WHAT THE TASK REQUIRES - Rewrite each of the items below, swapping every instance of "screenshot" for "image" and keeping all other text the same.

══ INPUT RECORDS

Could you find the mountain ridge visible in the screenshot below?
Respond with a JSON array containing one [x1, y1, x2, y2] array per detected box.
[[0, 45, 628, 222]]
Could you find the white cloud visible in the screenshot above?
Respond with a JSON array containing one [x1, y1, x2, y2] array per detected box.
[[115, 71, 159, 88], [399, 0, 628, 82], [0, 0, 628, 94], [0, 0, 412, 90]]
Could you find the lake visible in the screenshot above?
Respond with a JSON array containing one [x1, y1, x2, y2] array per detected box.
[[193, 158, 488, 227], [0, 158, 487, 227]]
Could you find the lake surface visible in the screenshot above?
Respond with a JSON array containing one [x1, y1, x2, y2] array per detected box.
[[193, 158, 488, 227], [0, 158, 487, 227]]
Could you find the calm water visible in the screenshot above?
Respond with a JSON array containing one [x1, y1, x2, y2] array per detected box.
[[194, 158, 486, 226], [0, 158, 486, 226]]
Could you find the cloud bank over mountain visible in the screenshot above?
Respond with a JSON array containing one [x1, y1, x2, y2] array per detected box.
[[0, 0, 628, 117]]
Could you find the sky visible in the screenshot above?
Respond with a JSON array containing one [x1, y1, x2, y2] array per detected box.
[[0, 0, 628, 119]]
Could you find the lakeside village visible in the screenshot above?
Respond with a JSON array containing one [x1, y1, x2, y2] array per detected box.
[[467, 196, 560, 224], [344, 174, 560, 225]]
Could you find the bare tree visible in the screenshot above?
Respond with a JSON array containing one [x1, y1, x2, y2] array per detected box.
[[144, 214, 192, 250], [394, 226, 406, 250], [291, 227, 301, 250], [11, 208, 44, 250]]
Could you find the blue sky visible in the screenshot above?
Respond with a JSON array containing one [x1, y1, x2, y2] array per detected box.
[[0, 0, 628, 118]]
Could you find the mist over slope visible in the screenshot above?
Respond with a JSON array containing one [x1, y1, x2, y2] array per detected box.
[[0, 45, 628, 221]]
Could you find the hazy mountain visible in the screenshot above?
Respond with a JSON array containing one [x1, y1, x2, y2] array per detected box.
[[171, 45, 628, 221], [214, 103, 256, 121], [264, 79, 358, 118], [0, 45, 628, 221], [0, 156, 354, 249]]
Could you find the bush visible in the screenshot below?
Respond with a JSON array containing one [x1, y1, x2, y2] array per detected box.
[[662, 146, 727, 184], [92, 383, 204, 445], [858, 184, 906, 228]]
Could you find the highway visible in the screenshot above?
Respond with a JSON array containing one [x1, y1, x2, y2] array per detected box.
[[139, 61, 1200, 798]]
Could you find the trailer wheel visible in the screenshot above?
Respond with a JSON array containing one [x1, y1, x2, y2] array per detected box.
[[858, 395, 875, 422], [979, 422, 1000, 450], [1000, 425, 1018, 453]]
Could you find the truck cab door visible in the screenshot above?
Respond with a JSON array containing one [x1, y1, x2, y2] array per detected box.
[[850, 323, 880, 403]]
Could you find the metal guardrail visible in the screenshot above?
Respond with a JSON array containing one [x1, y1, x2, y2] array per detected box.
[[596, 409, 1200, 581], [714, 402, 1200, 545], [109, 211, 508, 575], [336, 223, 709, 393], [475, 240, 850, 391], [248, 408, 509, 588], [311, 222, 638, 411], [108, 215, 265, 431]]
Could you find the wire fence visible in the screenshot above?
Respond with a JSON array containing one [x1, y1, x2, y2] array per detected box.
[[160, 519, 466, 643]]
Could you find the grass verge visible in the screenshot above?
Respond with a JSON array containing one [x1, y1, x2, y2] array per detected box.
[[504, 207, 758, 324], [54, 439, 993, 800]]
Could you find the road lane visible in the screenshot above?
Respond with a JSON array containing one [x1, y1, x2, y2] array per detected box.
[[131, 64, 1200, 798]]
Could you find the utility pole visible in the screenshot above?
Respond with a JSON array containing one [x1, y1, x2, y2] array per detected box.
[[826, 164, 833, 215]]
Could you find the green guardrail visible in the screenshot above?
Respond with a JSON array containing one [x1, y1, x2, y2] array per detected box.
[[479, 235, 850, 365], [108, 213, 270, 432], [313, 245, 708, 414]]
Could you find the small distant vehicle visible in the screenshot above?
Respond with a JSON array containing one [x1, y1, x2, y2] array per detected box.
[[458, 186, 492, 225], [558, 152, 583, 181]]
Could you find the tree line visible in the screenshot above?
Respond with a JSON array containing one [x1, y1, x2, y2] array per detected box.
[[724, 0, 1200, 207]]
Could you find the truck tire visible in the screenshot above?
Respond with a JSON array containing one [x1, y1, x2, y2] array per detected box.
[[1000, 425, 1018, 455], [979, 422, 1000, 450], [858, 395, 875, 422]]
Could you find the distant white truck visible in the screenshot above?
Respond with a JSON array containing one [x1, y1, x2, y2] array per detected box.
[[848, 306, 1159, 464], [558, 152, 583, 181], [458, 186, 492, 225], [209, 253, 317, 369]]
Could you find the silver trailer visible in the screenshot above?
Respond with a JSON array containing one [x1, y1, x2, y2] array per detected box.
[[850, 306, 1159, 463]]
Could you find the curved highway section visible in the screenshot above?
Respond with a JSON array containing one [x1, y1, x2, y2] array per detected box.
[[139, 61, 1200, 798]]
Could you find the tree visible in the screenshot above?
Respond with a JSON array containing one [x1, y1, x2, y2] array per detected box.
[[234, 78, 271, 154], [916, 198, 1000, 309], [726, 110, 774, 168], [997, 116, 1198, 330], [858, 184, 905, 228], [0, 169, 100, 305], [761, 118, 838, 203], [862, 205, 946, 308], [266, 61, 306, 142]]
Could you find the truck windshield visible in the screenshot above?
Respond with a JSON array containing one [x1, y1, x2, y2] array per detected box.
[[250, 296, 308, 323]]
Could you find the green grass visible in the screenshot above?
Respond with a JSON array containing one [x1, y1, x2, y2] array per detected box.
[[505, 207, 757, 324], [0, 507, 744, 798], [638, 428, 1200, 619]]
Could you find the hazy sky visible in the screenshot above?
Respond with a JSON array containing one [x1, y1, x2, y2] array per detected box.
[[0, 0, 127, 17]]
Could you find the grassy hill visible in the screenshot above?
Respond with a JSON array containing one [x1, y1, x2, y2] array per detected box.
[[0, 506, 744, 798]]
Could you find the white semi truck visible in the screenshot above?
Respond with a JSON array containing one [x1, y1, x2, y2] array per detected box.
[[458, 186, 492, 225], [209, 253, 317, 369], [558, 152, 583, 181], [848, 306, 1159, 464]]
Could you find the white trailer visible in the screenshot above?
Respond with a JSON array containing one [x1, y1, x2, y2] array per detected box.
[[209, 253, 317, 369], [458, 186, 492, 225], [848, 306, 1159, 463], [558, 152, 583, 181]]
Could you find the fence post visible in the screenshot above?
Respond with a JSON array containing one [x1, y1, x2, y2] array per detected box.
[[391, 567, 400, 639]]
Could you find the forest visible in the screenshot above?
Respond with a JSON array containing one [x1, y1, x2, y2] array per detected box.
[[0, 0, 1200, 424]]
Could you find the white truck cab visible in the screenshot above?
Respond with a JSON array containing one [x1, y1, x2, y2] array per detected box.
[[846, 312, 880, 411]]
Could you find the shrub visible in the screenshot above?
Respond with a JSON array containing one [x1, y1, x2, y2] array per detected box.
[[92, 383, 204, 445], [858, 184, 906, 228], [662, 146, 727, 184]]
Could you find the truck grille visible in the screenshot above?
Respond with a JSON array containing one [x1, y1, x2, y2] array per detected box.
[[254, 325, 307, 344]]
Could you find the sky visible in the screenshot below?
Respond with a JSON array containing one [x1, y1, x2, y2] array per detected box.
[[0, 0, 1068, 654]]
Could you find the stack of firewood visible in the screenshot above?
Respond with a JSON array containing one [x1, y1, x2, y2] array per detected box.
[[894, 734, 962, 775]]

════

THE RESPONSE -
Could you find the mountain ridge visible in the image below?
Respond with a JSON array containing one [x1, y1, x2, y2] array per detected box.
[[0, 45, 628, 222]]
Could you find the white cloud visible in the image above?
Respond with a JSON array containing one [x1, y1, x2, y2] array per detected box.
[[115, 71, 159, 88], [399, 0, 628, 82], [0, 0, 628, 94], [0, 0, 412, 90]]
Could you find the lake visible in the image above?
Respond with a JSON array containing one [x1, y1, x2, y2] array per detected box.
[[193, 158, 488, 227], [0, 158, 487, 227]]
Could you find the lake surface visible in the image above?
Respond with a JSON array containing one [x1, y1, x2, y2] array per detected box.
[[193, 158, 488, 227], [0, 158, 487, 227]]
Could you find the calm water visible in the image above?
Respond with a JSON array containing one [x1, y1, x2, y2] array per detected box.
[[194, 158, 486, 226], [0, 158, 486, 226]]
Could you find the cloud bank over mountain visible in the image above?
Respond with a JSON array containing one [x1, y1, x2, y2] array per detected box.
[[0, 0, 628, 117]]
Could you find the sky visible in the image above?
Respond with a JSON array containing one [x1, y1, x2, y2] array per detected box.
[[0, 0, 628, 119]]
Could you find the lakeside village visible in the image above?
Respond with a JSON array containing one [x1, y1, x2, y2] array per detected box.
[[467, 196, 560, 224], [344, 174, 560, 225]]
Could you find the bare tree visible in the image above?
Respond with a JSON array containing one [x1, y1, x2, y2] array per detected box.
[[144, 214, 192, 250], [394, 226, 406, 250], [291, 227, 301, 250], [11, 208, 44, 250]]
Could you find the blue sky visible in the image above?
Respond with a JSON array containing one [x1, y1, x2, y2] array per detected box.
[[0, 0, 628, 118]]
Could you find the mist over slope visible in the image above?
Respond with a JSON array containing one [x1, y1, x2, y2] array per detected box.
[[0, 45, 628, 221]]
Could you find the hazy mountain visible in the image above?
Respond with a JSON array containing one [x1, y1, x2, y2] array per detected box.
[[171, 45, 628, 221], [214, 103, 256, 121], [264, 79, 358, 118], [0, 45, 628, 221], [0, 156, 354, 249]]
Could you find the bush visible in the image below?
Respond with a JSON array containing one [x1, y1, x2, y2] array per detected box.
[[662, 146, 727, 184], [92, 383, 204, 445], [858, 184, 906, 228]]
Could you find the highway visible in the image above?
Respond with a JSON array containing one [x1, y1, x2, y2] array per detected box.
[[139, 61, 1200, 798]]
Could you find the trailer wheel visible in the image above?
Respond with a JSON array containing one [x1, y1, x2, y2] array per detected box.
[[858, 395, 875, 422], [979, 422, 1000, 450], [1000, 425, 1018, 453]]
Could you find the truck cab door visible in the image above?
Respond with a JSON array containing one [x1, y1, x2, y2] array per detected box.
[[850, 323, 880, 403]]
Could you find the metal guardrail visible in the image above?
Respond with a JSON array containing one [x1, y1, x2, y2] array per detected box.
[[596, 409, 1200, 581], [714, 402, 1200, 545], [109, 211, 508, 575], [336, 223, 709, 393], [475, 240, 850, 391], [248, 408, 509, 588], [311, 222, 638, 411], [108, 215, 265, 431]]
Could you find the wire fence visible in the image above?
Respond with a JSON array containing one [x1, y1, x2, y2] array per detected box.
[[160, 519, 466, 643]]
Could you find the grass verge visible in the image above?
Respond with a JSON array containing one [x1, y1, x2, y2] array per detected box.
[[504, 207, 758, 324], [54, 439, 993, 800]]
Could you find the road lane visible in the image above?
Respond with a JSON array containing one [x1, y1, x2, y2] array per detected box.
[[131, 64, 1200, 798]]
Could you find the utility pole visible in the image above?
Respond with a JSON array containing one [x1, y1, x2, y2] array per detected box.
[[826, 164, 833, 215]]
Could you find the green guardrail visible in the image above?
Respond with a JSON array containing one [x1, y1, x2, y2] array per detected box.
[[479, 235, 850, 365], [108, 213, 270, 432], [313, 245, 708, 414]]
Could you find the small distant vehicle visible in the image above?
Respond with a JSON array containing one [x1, y1, x2, y2] array per detected box.
[[458, 186, 492, 225], [558, 152, 583, 181]]
Could you find the tree line visible in the image above?
Respond with a JSON array containing one [x1, y1, x2, y2] array per detected box.
[[724, 0, 1200, 207]]
Could you find the truck tire visible in the image above?
Respond with a JSON array containing one [x1, y1, x2, y2] array per detected box.
[[1000, 425, 1018, 455], [979, 422, 1000, 450], [858, 395, 875, 422]]
Could you find the distant white truck visible in the image above?
Respond with a JSON array containing one [x1, y1, x2, y2] array per detected box.
[[848, 306, 1159, 464], [558, 152, 583, 181], [458, 186, 492, 225], [209, 253, 317, 369]]
Could you find the silver trailer visible in the image above?
Respond with a JSON array containing one [x1, y1, x2, y2] array per detected box.
[[850, 306, 1159, 463]]
Could you find the curved highway section visible in the image above?
Respond with a JSON array containing one [x1, y1, x2, y2] array per detected box.
[[139, 61, 1200, 798]]
Could you find the tree visible in the image above?
Respond with a JSON array containing one [x1, y1, x2, y2] array per detected box.
[[234, 78, 271, 154], [916, 198, 1000, 309], [726, 110, 774, 168], [997, 116, 1198, 330], [858, 184, 905, 228], [0, 169, 100, 305], [761, 118, 838, 203], [862, 205, 946, 308], [266, 61, 306, 142]]
Could you find the truck windshield visible in the image above?
Respond with a JSON array containing one [x1, y1, x2, y2] array per detected box.
[[250, 296, 308, 323]]
Could you find the green grass visible in the image above?
Respond with a JSON array containing one [x1, y1, x2, y2] array per detected box.
[[505, 207, 757, 324], [0, 507, 744, 798], [638, 428, 1200, 619]]
Could you find the hazy sky visible in the image above?
Respond with a JSON array containing one [x1, y1, x2, y2] array per detected box.
[[0, 0, 127, 17]]
Could you find the grassy hill visible in the image above?
Respond with a JSON array containing one [x1, y1, x2, y2] array per detected box.
[[0, 506, 744, 798]]
Could you find the white semi truck visible in the image above?
Respond with a JSON array containing one [x1, y1, x2, y2] array per detected box.
[[458, 186, 492, 225], [209, 253, 317, 369], [558, 152, 583, 181], [848, 306, 1159, 464]]
Could you find the white trailer visible in the image above?
Respond with a JSON array containing one [x1, y1, x2, y2] array per detected box.
[[209, 253, 317, 369], [458, 186, 492, 225], [848, 306, 1159, 463], [558, 152, 583, 181]]
Could you find the fence post visible in the image above?
Respond with a JSON array containing one [x1, y1, x2, y2] array per detected box.
[[391, 567, 400, 639]]
Could you find the forest visible in the image above?
Respond with a JSON array containing one [x1, y1, x2, y2] array per detected box.
[[0, 0, 1200, 424]]
Could you find the white truck cab visible in the image above?
Respond with a JSON array containing one [x1, y1, x2, y2] array per detected box.
[[846, 312, 880, 411]]
Could you find the shrub visible in the image above?
Respond with a JSON array containing one [x1, y1, x2, y2] array per detected box.
[[92, 383, 204, 445], [858, 184, 906, 228], [662, 146, 727, 184]]
Could you find the truck grille visible in the image above?
Respond with a JSON array containing one [x1, y1, x2, y2] array per detected box.
[[254, 325, 307, 344]]
Could you find the sky visible in the image below?
Respond with a JSON array containing one [x1, y1, x2, y2] array per detected box.
[[0, 0, 1068, 654]]
Could you find the stack of firewood visible in the image above?
Respond with a JSON array containing one [x1, y1, x2, y2] array per detected box.
[[894, 734, 962, 775]]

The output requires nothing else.